Korean War (2)

A face of the war

A face of the war

General MacArthur flew to Korea for an inspection tour and witnessed fires eating through Seoul and the city about to be captured. His report was cabled to Washington, but would not be received until 29 June.

Four war correspondents, Keyes Beech of the “Chicago Daily News;” Frank Gibney of the “Time”;” Burton Crane from “The New York Times” and Marguerite Higgins, also of the “NY Herald-Tribune,” hitched a none-way ride on a transport plane going to Kimpo airfield. The pilot informed them that his orders from Tokyo said to swoop low enough to look for American evacuees, if no one was spotted, they would have to leave since the field was actually in enemy hands. As it turned out, thirty people stood there on the runway frantically waving at the C-47.

Maggie Higgins w/ MacArthur, June 1950

Maggie Higgins w/ MacArthur, June 1950

Once they were on the ground, the reporters located a car and drove to the KMAG Headquarters. General Chae told them, “We fightin’ hard now. Things gettin’ better.” But, as they saw nothing but chaos around them, none of the reporters were convinced. Maggie Higgins grabbed her typewriter and jumped into a jeep with Colonel Wright to head south. Boatmen had to be coaxed by gun point to ferry the correspondents and soldiers across the Han River where they picked up a dirt trail going over the hills to reach Suwon. At this site, Higgins met Brig. General John Church, head of the “survey group,” now known as the Advance Command Group. He knew little about Korea, but had been a division commander in Europe during WWII. (Korea would be a learning experience for soldiers and officers alike.)

It was the 27th in the U.S. when the United Nations Security Council met again at Lake Success on Long Island. Russia was still boycotting, but made a point to complain that Mao’s regime had not been allowed to replace Chiang’s delegate. Once again, the members were urged to assist South Korea in repelling the “armed attack.” The vote was 7-1 in favor; Yugoslavia voted no, while Egypt and India abstained.

The Pentagon authorized the 507th Anti-Aircraft Artillery Battalion to protect the airfield and secure the docks at Pusan for men and supplies to land. President Rhee of South Korea fled Seoul and afterward, announced in a radio broadcast that the United States was to blame for his country’s plight. Meanwhile, the Navy started a blockade and the Air Force knocked out enemy communications.

General Church had been given command of an army in total disarray. He stated to Harold Noble, from the embassy, “I would rather have 100 New York City policemen than the whole Korean army.” (This is no reflection on the future ROKs who would receive combat training and proper equipment.) With so much of the war being fought up close and personal, all the troops needed to become combat experienced immediately.

DATASET CONTENT
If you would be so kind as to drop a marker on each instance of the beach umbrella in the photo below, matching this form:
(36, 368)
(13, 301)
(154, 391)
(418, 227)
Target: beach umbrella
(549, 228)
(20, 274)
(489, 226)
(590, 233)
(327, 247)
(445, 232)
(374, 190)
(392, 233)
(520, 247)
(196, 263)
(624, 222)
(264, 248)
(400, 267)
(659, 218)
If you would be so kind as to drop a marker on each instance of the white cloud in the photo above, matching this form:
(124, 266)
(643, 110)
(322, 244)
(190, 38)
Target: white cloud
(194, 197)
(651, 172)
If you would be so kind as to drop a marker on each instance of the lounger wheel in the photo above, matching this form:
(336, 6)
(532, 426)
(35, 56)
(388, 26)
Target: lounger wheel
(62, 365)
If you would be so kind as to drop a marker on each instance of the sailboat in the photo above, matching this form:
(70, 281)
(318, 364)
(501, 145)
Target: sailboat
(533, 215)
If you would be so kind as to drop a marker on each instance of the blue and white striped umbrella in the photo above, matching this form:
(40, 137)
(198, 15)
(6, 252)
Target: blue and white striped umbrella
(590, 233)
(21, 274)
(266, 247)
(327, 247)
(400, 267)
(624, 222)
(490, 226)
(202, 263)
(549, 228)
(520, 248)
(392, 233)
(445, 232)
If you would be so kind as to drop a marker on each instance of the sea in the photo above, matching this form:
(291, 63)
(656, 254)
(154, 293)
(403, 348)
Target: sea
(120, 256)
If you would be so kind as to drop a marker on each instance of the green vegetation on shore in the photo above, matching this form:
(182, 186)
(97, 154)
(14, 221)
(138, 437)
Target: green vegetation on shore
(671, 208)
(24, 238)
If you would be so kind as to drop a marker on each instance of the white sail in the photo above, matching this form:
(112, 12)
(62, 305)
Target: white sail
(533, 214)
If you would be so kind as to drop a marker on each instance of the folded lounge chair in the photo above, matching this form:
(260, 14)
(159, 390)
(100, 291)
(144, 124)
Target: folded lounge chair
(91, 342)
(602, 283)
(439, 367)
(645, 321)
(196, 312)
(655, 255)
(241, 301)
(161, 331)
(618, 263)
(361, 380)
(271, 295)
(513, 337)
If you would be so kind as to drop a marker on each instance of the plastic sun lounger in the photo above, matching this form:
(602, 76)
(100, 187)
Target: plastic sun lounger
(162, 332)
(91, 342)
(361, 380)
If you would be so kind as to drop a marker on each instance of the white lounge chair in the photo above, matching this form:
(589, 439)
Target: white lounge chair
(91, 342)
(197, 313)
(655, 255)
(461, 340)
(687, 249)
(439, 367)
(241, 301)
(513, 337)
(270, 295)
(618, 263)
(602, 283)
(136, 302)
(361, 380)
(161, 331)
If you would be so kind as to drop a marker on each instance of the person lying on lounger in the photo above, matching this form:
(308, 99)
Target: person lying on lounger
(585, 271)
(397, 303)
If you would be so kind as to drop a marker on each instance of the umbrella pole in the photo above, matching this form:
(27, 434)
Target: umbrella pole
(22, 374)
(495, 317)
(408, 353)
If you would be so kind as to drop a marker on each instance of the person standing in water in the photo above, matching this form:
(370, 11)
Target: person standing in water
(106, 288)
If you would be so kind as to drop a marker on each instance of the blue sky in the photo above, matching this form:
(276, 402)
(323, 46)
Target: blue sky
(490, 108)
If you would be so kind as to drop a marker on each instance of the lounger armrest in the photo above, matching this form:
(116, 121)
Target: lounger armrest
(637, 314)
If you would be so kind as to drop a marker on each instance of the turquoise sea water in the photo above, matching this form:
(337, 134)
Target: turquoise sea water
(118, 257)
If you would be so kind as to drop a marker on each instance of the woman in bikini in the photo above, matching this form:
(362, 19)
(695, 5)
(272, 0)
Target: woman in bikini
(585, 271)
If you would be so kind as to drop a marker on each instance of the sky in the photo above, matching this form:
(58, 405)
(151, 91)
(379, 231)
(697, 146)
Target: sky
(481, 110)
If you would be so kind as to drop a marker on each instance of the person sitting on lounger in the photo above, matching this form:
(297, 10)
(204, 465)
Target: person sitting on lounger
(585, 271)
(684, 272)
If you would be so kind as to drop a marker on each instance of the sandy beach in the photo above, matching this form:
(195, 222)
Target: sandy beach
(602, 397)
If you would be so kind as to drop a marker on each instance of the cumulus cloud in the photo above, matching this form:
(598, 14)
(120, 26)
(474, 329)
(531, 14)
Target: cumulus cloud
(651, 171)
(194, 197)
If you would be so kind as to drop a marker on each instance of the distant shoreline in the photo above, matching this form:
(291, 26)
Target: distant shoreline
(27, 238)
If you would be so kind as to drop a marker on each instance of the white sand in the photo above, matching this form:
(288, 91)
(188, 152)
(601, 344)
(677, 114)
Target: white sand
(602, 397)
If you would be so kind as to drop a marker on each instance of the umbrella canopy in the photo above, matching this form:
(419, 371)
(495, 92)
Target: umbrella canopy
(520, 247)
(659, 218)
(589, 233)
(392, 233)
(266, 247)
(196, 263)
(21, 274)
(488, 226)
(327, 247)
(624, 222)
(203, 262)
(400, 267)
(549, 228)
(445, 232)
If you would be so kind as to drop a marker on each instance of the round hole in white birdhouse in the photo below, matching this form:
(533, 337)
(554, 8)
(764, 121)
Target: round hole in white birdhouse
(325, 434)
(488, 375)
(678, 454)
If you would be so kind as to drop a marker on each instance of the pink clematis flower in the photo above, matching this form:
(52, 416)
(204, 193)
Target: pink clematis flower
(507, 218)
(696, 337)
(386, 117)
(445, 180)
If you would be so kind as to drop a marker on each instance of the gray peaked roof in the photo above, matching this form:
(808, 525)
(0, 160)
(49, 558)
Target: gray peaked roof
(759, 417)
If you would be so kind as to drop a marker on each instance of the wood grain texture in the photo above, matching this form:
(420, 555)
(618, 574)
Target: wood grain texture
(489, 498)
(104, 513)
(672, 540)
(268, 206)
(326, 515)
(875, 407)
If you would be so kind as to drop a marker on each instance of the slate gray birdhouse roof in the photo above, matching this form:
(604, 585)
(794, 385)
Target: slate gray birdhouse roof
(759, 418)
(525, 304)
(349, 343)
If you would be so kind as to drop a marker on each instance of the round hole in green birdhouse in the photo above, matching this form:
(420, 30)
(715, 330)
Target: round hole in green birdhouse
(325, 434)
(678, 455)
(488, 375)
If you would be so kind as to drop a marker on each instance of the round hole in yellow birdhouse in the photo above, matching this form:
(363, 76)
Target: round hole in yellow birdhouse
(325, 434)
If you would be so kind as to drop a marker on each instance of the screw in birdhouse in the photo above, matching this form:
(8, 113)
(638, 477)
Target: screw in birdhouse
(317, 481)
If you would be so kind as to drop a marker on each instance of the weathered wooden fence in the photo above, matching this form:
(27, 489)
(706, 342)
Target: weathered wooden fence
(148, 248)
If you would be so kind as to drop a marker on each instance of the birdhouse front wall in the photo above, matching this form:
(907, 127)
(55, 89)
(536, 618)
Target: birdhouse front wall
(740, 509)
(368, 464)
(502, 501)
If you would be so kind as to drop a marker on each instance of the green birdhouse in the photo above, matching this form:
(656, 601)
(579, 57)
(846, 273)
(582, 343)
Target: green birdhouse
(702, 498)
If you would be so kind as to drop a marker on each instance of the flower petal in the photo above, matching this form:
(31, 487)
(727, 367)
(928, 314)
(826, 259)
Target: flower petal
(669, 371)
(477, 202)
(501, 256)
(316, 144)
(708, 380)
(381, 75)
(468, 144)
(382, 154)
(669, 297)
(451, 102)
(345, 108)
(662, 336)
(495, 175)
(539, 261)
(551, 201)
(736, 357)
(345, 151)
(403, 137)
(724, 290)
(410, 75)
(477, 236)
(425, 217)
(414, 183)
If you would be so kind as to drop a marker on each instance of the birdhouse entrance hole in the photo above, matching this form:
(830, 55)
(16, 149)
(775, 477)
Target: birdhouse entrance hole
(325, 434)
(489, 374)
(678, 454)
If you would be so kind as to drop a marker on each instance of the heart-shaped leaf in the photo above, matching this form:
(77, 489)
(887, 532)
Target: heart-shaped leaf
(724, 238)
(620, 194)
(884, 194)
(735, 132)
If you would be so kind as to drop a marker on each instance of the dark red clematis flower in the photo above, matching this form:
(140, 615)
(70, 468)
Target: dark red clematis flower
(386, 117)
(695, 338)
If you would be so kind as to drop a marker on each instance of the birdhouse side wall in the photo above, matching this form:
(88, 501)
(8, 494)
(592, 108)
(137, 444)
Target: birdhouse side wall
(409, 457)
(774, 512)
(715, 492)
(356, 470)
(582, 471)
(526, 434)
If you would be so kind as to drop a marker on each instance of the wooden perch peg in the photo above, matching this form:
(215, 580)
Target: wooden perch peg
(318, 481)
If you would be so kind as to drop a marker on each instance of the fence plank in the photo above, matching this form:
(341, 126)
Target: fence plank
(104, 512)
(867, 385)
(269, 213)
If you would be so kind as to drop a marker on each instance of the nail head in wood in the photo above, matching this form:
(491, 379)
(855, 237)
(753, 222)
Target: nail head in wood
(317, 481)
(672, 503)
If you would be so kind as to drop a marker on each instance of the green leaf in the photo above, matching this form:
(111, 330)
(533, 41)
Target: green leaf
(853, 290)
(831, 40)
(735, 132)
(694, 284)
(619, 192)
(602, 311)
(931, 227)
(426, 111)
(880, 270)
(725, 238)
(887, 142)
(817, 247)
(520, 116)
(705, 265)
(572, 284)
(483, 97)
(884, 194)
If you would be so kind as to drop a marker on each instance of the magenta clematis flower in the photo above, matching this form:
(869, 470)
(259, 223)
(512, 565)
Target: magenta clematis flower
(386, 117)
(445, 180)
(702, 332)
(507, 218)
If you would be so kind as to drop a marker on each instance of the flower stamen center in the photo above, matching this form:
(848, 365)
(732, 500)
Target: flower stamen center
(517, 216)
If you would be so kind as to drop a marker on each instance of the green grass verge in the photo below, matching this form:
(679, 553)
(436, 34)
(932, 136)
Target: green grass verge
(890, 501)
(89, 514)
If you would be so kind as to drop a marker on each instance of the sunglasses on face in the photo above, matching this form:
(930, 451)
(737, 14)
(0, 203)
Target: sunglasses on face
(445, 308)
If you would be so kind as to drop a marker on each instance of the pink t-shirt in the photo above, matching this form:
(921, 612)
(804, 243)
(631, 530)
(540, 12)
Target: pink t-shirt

WHAT YOU ARE ASKED TO DO
In the Korean War passage, what did General Church tell Harold Noble he would rather have than the whole Korean army? The listing is separate material, unrelated to the Korean War passage.

RESULT
100 New York City policemen.